:: SELECTED PASSAGE ::
-- START --
Single by Carly Rae Jepsen featuring Rufus Wainwright

from the album The Loneliest Time
- Released: October 7, 2022
- Genre: Dance-pop; Disco;
- Length: 4:34
- Label: 604; Schoolboy; Interscope;
- Songwriters: Carly Rae Jepsen; Kyle Shearer; Nate Cyphert;
- Producer: Kyle Shearer

Carly Rae Jepsen singles chronology
| "Talking to Yourself" (2022) | "The Loneliest Time" (2022) | "Shy Boy" (2023) |

Rufus Wainwright singles chronology
| "A Wanderer in the Sleeping City" (2022) | "The Loneliest Time" (2022) | "Dear World" (2023) |

Music video
- "The Loneliest Time" on YouTube

= The Loneliest Time (song) =

2022 single by Carly Rae Jepsen featuring Rufus Wainwright

"The Loneliest Time" is a song by Canadian singer-songwriter Carly Rae Jepsen, featuring Canadian singer-songwriter Rufus Wainwright. The fourth single from Jepsen's sixth studio album of the same name, it was released on October 7, 2022, by 604, Schoolboy, and Interscope Records. The song was written by Jepsen, Kyle Shearer, and Nate Cyphert, and produced by Kyle Shearer.
-- END --
:: INFORMATION PROVIDED ::
-- START --
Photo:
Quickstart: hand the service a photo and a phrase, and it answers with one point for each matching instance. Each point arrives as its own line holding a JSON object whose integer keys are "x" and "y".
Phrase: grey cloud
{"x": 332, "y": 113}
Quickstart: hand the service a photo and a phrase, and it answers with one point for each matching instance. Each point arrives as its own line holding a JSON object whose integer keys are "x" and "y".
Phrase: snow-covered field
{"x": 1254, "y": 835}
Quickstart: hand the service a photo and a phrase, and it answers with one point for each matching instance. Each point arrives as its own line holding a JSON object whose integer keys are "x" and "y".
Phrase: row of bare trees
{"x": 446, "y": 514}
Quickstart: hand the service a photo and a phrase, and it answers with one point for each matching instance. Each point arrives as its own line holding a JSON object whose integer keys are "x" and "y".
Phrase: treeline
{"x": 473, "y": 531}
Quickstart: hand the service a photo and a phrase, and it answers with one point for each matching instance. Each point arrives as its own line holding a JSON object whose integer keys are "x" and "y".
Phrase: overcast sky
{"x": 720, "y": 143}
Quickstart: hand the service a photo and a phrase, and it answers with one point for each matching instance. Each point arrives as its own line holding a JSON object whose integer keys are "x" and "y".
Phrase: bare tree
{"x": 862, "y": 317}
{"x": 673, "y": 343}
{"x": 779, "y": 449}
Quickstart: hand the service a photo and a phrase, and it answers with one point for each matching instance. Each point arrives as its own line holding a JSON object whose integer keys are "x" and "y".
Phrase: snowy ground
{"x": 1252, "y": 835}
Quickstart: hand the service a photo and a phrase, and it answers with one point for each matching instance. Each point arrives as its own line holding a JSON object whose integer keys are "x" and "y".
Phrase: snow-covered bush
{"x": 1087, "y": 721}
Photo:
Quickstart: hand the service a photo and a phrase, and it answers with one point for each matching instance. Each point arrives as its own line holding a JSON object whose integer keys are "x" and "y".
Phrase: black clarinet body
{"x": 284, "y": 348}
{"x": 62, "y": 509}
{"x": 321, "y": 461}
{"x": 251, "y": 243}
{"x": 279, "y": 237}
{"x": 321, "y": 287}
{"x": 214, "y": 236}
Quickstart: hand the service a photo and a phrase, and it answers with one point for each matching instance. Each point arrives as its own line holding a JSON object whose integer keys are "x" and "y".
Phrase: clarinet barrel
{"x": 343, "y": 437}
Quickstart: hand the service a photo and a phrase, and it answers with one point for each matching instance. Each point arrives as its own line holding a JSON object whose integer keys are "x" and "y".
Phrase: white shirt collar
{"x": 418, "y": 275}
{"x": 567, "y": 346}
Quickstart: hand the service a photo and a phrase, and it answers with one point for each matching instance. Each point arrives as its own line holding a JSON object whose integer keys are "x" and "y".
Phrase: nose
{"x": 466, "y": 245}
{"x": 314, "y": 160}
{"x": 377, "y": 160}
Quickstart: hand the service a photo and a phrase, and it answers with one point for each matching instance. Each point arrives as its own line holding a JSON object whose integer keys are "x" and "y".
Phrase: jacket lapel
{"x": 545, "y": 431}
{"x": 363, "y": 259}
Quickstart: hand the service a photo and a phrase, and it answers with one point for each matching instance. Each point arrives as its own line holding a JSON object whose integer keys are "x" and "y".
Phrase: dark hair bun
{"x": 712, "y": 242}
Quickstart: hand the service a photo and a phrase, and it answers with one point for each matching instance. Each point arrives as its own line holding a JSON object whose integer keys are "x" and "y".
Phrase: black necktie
-- END --
:: STATED TASK A ::
According to the text on "The Loneliest Time," which single from Jepsen's album was this song?
:: STATED TASK B ::
Based on the text on "The Loneliest Time," decide whether each statement holds: (i) Nate Cyphert produced the song. (ii) Rufus Wainwright is Canadian. (iii) "Shy Boy" came out in 2023.
:: STATED TASK C ::
Write out the text on "The Loneliest Time" from "Carly Rae Jepsen singles" to "by Kyle Shearer.", replacing "released" with "issued".
The records aren't needed here.

:: PROBLEM SOLUTION A ::
The fourth single.

:: PROBLEM SOLUTION B ::
(i) No: "produced by Kyle Shearer."
(ii) Yes: "featuring Canadian singer-songwriter Rufus Wainwright"
(iii) Yes: "Shy Boy" (2023)

:: PROBLEM SOLUTION C ::
Carly Rae Jepsen singles chronology
| "Talking to Yourself" (2022) | "The Loneliest Time" (2022) | "Shy Boy" (2023) |

Rufus Wainwright singles chronology
| "A Wanderer in the Sleeping City" (2022) | "The Loneliest Time" (2022) | "Dear World" (2023) |

Music video
- "The Loneliest Time" on YouTube

= The Loneliest Time (song) =

2022 single by Carly Rae Jepsen featuring Rufus Wainwright

"The Loneliest Time" is a song by Canadian singer-songwriter Carly Rae Jepsen, featuring Canadian singer-songwriter Rufus Wainwright. The fourth single from Jepsen's sixth studio album of the same name, it was issued on October 7, 2022, by 604, Schoolboy, and Interscope Records. The song was written by Jepsen, Kyle Shearer, and Nate Cyphert, and produced by Kyle Shearer.